>> begin DATA FOR THIS TASK

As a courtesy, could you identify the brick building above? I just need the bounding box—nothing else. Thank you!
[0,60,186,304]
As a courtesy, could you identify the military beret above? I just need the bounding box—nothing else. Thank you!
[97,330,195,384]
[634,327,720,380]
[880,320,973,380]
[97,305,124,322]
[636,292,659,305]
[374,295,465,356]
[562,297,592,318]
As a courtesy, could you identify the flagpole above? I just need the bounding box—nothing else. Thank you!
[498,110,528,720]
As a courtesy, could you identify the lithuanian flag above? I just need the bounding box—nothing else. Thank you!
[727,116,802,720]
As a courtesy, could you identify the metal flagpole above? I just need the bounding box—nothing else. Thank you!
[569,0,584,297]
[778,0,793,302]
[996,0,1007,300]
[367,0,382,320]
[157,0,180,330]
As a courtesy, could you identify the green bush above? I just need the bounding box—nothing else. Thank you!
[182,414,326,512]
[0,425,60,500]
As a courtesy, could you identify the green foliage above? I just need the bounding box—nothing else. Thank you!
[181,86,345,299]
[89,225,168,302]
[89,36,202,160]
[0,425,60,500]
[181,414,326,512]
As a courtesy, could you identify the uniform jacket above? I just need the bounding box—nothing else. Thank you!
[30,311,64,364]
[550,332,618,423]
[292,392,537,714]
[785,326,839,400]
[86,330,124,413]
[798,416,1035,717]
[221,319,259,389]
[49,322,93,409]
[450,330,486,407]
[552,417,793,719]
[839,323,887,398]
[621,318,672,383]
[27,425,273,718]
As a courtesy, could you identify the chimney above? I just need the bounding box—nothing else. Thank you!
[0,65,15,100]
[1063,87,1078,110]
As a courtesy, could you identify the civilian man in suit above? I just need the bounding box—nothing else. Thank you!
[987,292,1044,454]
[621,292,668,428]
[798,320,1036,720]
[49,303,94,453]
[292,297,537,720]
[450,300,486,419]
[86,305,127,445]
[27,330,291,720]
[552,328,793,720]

>> end DATA FOR THIS TASK

» THE PROBLEM
Please copy out the lines above again, substituting "box coordinates" for "bounding box" wherever it occurs and changing nothing else.

» RESULT FOR THIS EXERCISE
As a courtesy, could you identify the brick building above? I just need the box coordinates—nothing else. Thank you!
[0,60,186,304]
As a courtesy, could you identify the military beret above? I just need the box coordinates—nothing else. Thank you!
[97,330,195,384]
[634,327,720,380]
[880,320,973,380]
[97,305,124,322]
[636,292,659,305]
[374,295,465,356]
[562,297,592,318]
As a courtesy, could you identify the flagpole above? I just need the box coordinates—nothing else. Thank you!
[498,110,528,720]
As a courtesy, could you identify the lithuanian flag above? I just need the box coordinates—nothing else. Thank you!
[727,116,802,720]
As a courtesy, could you identify the metal flagpole above? I just need the box coordinates—nothing else. Thank you!
[569,0,584,297]
[778,0,793,302]
[996,0,1007,300]
[367,0,382,320]
[157,0,180,330]
As a courtesy, could you identify the green bush above? I just need the box coordinates—nothing else. Thank you!
[182,414,326,512]
[0,425,60,500]
As a courtesy, could you identify the green foliage above? I just need the box coordinates—nothing else. Thank you!
[181,86,345,299]
[89,225,168,302]
[89,36,202,160]
[0,425,60,500]
[181,414,326,512]
As a courtesy, could you identify the uniform jacket above? I just need the box coordinates—nothing else. Thank you!
[30,311,64,364]
[550,332,618,423]
[292,392,537,714]
[785,326,839,400]
[86,330,124,413]
[798,416,1035,717]
[221,319,259,389]
[49,322,93,409]
[450,330,486,407]
[552,417,793,719]
[839,323,887,398]
[621,318,672,383]
[27,425,273,718]
As a courtesy, could you identify the chimney above? I just need the box coordinates—nothing else. Thank you!
[0,65,15,100]
[1063,87,1078,110]
As a courtesy, could you identify the civilian man in suit above? I just need the box coordinates—nothing else. Thank you!
[987,292,1044,454]
[621,292,668,428]
[798,320,1036,720]
[49,303,94,453]
[292,297,537,720]
[450,300,486,419]
[86,305,127,445]
[27,330,291,720]
[552,328,793,720]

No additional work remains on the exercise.